Can we know if "all" physical laws are discovered? Before Einstein, scientists believed that all physical laws to be discovered were already discovered. Of course, that was proven wrong.
If we somehow manage to come up with the Theory Of Everything that even explains dark matter and dark energy, can we know if the TOE is all there is?
If we cannot know that there is nothing beyond the TOE, it might be presumptuous to call it TOE, like scientists did before Einstein. But since scientific method is inductive, I think it is impossible to know for certainty. (And hence the name, theory.)
 A: 
can we know if the TOE is all there is?

One of the main principles of science is falsifiability. All scientific theories are falsifiable. A theory may explain all we currently know but we always have the hope and expectation that our knowledge may expand. We must not know if things we don't yet know will also conform to current theories. That is an essential principle.

And hence the name, theory

Many people misunderstand this word and the way it is used in science. Some lay people might say "evolution is only a theory" or "gravity is only a theory" in a dismissive way as if to suggest that theories are no more than uneducated guesses.
The way I understand the progression of ideas, along a path of increasing certainty, is as follows


*

*Conjecture: An educated guess of the form "perhaps X occurs because of Y" where X and Y might be complicated.

*Hypothesis: A more fully worked-out idea, often one that can be expressed mathematically, is capable of making new predictions about the universe and which is therefore testable.

*Theory: A hypothesis which has been subjected to very extensive testing to try and find circumstances in which it can be falsified.
So, in science, a theory is a pretty substantial thing.
A: Thermodynamics, electromagnetism, and classical mechanics were the "TOE" of physics at the time of Lord Kelvin. They remained a "TOE" until new phenomena were discovered, which could not be explained by their theories, such as the photoelectric effect, the energy quantization of photons, the atomic spectra, and many others.
In the same way, a TOE which would unify quantum mechanics and general relativity, describe dark matter etc, will remain a TOE until new phenomena will be discovered, which will contradict the TOE, or simply cannot be described in its framework.
One can say that a TOE is a TOE until some unexplained experimental phenomena falsify the TOE.
EDIT: There is also one other consideration. The term "theory of everything" in its current meaning is misleading, because it is not a theory of "everything" in the strict sense. There are physical phenomena that are not addressed by the TOE. For example, chaos dynamics, non-equilibrium thermodynamics, solid state physics, biology and many others. Proponents of a TOE argue that such theory would explain in principle all known phenomena, including chemistry, biology, etc. This is logically correct, but practically useless. Of course chemistry and biology are "in principle" already explained by the physical laws currently known. But practically, nobody has been able to reduce Darwin evolutionary theory to quantum mechanics. There are physical phenomena that are simply beyond the scope of a TOE.
A: Here's an answer from a slightly different, more philosophical perspective.
Physical laws are not "laws" that describe and embody some absolute truth.  The entire endeavor of physics is to find mathematical descriptions that match our observation of how reality behaves, and allow us to make predictions about future observations.  
A "law" is just the best current description, and is always subject to revision, adjustment, or even being completely discarded if some future observation doesn't match its predictions.  In fact the most important advances in physics usually come from such discrepancies.  As various people have said, physics revolutions usually start with some one saying "Hmmm... that's unexpected...".  For example, the orbit of Mercury not matching Newtonian predictions.

Items from a data source:

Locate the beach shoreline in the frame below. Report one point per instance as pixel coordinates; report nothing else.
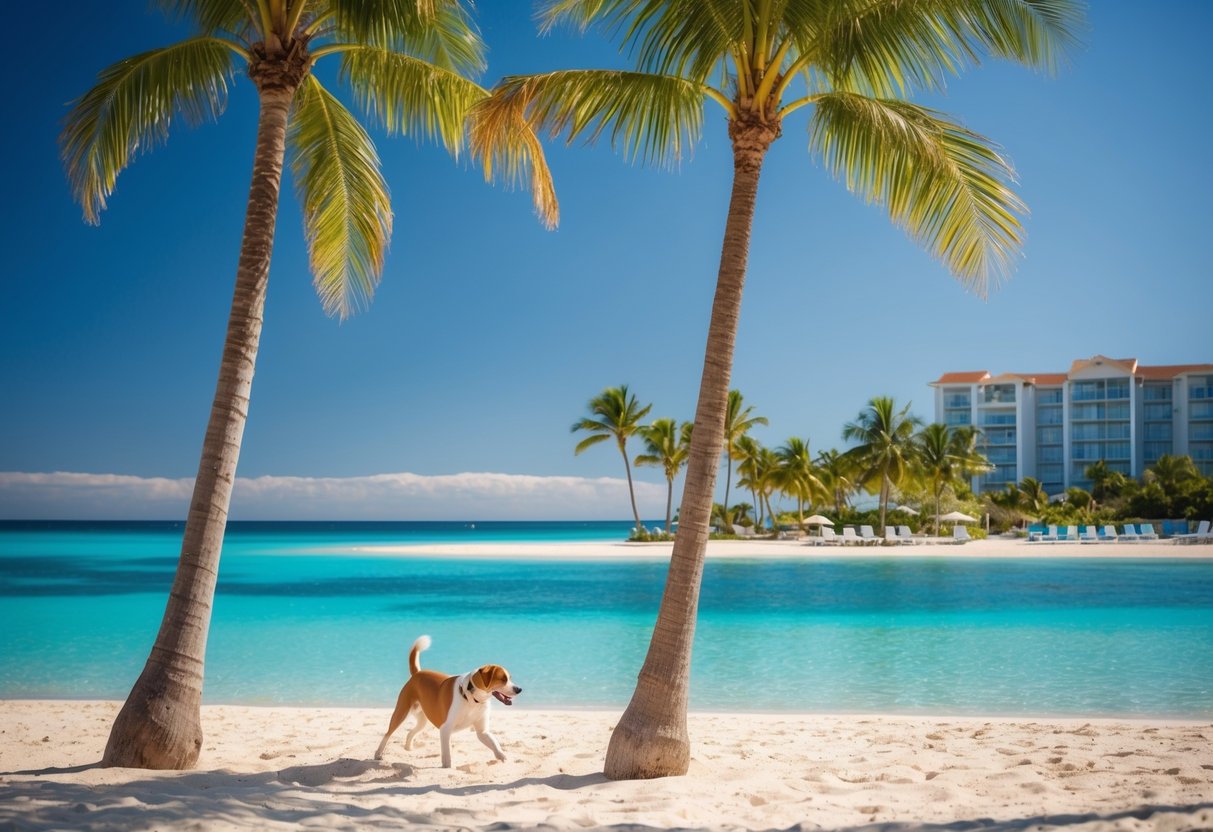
(759, 550)
(288, 768)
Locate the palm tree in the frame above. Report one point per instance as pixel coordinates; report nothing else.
(886, 450)
(738, 422)
(947, 457)
(796, 476)
(836, 472)
(667, 445)
(854, 63)
(405, 62)
(618, 415)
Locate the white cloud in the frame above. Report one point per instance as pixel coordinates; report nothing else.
(402, 496)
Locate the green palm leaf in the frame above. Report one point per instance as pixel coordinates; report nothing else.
(946, 186)
(408, 95)
(132, 107)
(347, 212)
(888, 47)
(651, 118)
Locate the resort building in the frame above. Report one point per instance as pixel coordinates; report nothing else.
(1052, 426)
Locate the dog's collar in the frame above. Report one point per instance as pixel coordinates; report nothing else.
(467, 691)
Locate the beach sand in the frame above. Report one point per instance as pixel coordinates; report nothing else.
(995, 547)
(278, 768)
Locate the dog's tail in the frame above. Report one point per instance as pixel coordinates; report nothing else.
(415, 654)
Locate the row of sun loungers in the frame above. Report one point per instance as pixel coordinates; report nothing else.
(1129, 534)
(866, 536)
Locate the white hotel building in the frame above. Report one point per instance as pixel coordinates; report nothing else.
(1052, 426)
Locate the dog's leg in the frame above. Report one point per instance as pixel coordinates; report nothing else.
(403, 706)
(416, 729)
(445, 733)
(491, 741)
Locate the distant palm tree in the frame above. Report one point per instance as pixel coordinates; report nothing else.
(796, 476)
(405, 62)
(1032, 497)
(886, 450)
(1105, 482)
(667, 445)
(947, 457)
(854, 63)
(837, 472)
(616, 415)
(738, 423)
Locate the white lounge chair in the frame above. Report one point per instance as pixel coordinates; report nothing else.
(1201, 535)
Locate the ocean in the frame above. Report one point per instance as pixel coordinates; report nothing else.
(301, 617)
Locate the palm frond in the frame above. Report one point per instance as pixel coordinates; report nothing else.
(408, 95)
(651, 118)
(438, 32)
(684, 38)
(347, 214)
(508, 150)
(946, 186)
(889, 47)
(131, 109)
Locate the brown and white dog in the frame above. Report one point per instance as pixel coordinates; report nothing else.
(451, 702)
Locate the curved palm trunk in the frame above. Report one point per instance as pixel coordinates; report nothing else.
(160, 724)
(650, 739)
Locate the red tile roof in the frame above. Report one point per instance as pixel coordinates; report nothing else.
(962, 377)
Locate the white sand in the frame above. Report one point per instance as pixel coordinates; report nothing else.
(313, 768)
(996, 547)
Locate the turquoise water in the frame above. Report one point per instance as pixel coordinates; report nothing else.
(297, 621)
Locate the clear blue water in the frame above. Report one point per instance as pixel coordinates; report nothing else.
(300, 619)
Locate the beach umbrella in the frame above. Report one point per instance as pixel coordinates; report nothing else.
(957, 517)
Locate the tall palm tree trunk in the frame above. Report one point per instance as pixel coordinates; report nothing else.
(631, 488)
(650, 739)
(160, 724)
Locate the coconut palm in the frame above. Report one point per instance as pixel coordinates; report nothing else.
(796, 474)
(738, 423)
(852, 63)
(616, 415)
(947, 457)
(836, 472)
(886, 449)
(667, 445)
(405, 62)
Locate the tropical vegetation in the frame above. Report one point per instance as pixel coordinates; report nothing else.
(409, 66)
(853, 63)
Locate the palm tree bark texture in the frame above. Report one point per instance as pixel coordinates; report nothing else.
(650, 739)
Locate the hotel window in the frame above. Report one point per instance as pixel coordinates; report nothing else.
(1117, 388)
(1200, 387)
(1048, 416)
(1157, 431)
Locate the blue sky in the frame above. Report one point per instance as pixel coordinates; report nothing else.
(453, 394)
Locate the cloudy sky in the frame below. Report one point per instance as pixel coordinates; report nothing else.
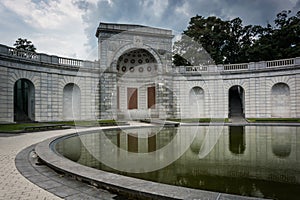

§ TASK A:
Name the stages that the theory-of-everything discussion gives, in order, for the progression of ideas along a path of increasing certainty.
§ TASK B:
Please reproduce word for word the part of the theory-of-everything discussion from "A: Thermodynamics, electromagnetism, and" to "falsify the TOE.".

§ EXERCISE SOLUTION A:
Conjecture, Hypothesis, Theory

§ EXERCISE SOLUTION B:
A: Thermodynamics, electromagnetism, and classical mechanics were the "TOE" of physics at the time of Lord Kelvin. They remained a "TOE" until new phenomena were discovered, which could not be explained by their theories, such as the photoelectric effect, the energy quantization of photons, the atomic spectra, and many others.
In the same way, a TOE which would unify quantum mechanics and general relativity, describe dark matter etc, will remain a TOE until new phenomena will be discovered, which will contradict the TOE, or simply cannot be described in its framework.
One can say that a TOE is a TOE until some unexplained experimental phenomena falsify the TOE.